▶ [AIM]:
Copy each item below word for word, leaving out the pictures.

▶ [RECORDS FOR PROCESSING]:
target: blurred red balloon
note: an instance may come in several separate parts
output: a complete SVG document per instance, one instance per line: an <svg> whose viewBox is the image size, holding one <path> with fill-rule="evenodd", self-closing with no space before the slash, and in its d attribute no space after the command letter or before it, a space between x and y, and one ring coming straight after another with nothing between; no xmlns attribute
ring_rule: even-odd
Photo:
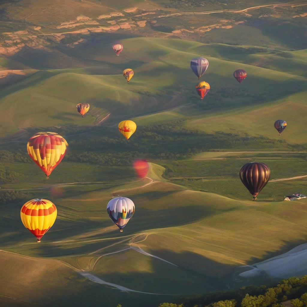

▶ [RESULT OF THE EXERCISE]:
target: blurred red balloon
note: an instance may come in several separate parts
output: a complete SVG document per instance, one instance per line: an <svg> whose viewBox is the image size, holding one <path> with fill-rule="evenodd", self-closing with no space before the slash, and in its d attribute no space after the command letter or before it, a space between x and y, and one ring coming straight after another with nothing between; no xmlns attribute
ring_rule: even-odd
Photo:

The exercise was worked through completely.